-- TRAVAIL À FAIRE --
1 - Répondez à ces questions sur le texte consacré aux OGM :
(a) Combien de personnes le tryptophane a-t-il tuées aux États-Unis entre 1989 et 1991 ?
(b) Selon l'enquête, quelle étape Showa Denko avait-il négligée ?
(c) De quelle bactérie vient le gène porté par les OGM dits « Bt » ?
2 - Écrivez la suite du texte sur les OGM, après sa dernière phrase.

-- TEXTE PRÉSENTÉ --
Croyant me démontrer l’importance somme toute secondaire de la question environnementale, un militant de gauche me disait récemment : « De toute manière, les OGM n’ont jamais tué personne ». Erreur ! Entre 1989 et 1991, 38 personnes aux Etats-Unis ont été tuées par un additif alimentaire, le tryptophane, produit par des bactéries modifiées génétiquement. L’affaire n’a jamais été complètement éclaircie. Sitôt confronté à la nouvelle des morts suspectes, le fabricant japonais Showa Denko fit détruire les cultures de bactéries GM. Il n’y eut pas de poursuites et la presse resta assez discrète. Le lobby biotech était en pleine ascension…
Avant d’être tripotée par les généticiens, Bacillus liquefaciens – la bactérie - n’avait jamais causé la mort de quiconque. Sa manipulation fut effectuée au seul nom d’une rentabilité accrue : l’OGM produit davantage de tryptophane. L’effet léthal de celui-ci ayant été établi sans aucun doute, le produit fut retiré du marché séance tenante. L’enquête conclut à la responsabilité de Showa Denko : une étape de filtration avait été négligée, de sorte que le composant toxique se retrouvait dans le produit final. N’empêche que ce composant n’était pas élaboré par la bactérie « naturelle ». N’empêche aussi qu’on ne s’est plus risqué à faire produire du tryptophane par des bactéries GM…
En termes de santé publique, le grand risque que les OGM font peser est celui de nouvelles allergies pouvant aller jusqu’à la mort (choc anaphylactique), spécialement chez les enfants. Ce risque est accru du fait de l’importance considérable prise par les cultures industrielles d’OGM en champs. Les OGM dits « Bt », en particulier, sont source d’inquiétude. Ils sont porteurs d’un gène provenant d’une autre bactérie, Bacillus thurigensis, laquelle sécrète un composé insecticide - d’où le sigle « Bt » adjoint aux noms du maïs, du soja, de la tomate ou du coton ainsi modifiés. Or, personne ne connaît exactement les effets sanitaires des produits « Bt »… pour la simple raison qu’ils n’ont pas dû être étudiés avant d’être mis sur le marché.

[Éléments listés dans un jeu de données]
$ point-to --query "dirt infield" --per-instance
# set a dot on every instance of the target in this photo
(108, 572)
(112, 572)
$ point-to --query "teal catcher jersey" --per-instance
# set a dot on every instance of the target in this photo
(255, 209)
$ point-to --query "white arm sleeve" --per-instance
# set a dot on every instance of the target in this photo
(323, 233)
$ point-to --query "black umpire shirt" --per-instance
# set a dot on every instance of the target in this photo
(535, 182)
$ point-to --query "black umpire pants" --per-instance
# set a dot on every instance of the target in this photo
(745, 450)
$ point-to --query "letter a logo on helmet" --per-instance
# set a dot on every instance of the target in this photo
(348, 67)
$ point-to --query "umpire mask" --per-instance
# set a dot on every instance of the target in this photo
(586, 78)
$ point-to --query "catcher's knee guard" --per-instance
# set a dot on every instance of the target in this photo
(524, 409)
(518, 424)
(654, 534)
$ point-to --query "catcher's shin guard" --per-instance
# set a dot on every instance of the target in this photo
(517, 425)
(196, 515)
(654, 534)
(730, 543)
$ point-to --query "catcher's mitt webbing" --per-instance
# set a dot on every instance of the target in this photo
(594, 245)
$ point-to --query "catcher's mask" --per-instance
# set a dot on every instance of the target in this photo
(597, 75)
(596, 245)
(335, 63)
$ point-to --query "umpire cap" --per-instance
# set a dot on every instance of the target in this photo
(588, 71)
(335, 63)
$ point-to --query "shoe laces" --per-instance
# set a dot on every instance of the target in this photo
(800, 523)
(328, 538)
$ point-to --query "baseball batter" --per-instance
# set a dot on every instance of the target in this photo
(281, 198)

-- RÉPONSES NUMÉROTÉES --
1 -
(a) 38 personnes.
(b) Une étape de filtration.
(c) De Bacillus thurigensis.

2 -
Cet aspect de l’affaire est assez énorme. Comme on le sait, la pression politique en faveur des OGM trouve son origine aux Etats-Unis où Reagan, pour faire plaisir à Monsanto, décréta un jour que les OGM d’une certaine variété de plante ou d’animal étaient « équivalents en substance » aux non-OGM de la même variété. Autrement dit : une tomate « Bt » est la même chose qu’une tomate tout court. Implication pratique de cette absurdité scientifique : alors qu’une nouvel insecticide doit passer toute une série d’étapes et de tests coûteux avant d’être mis sur le marché, une tomate insecticide peut être vendue aux consommateurs sans autre forme de procès.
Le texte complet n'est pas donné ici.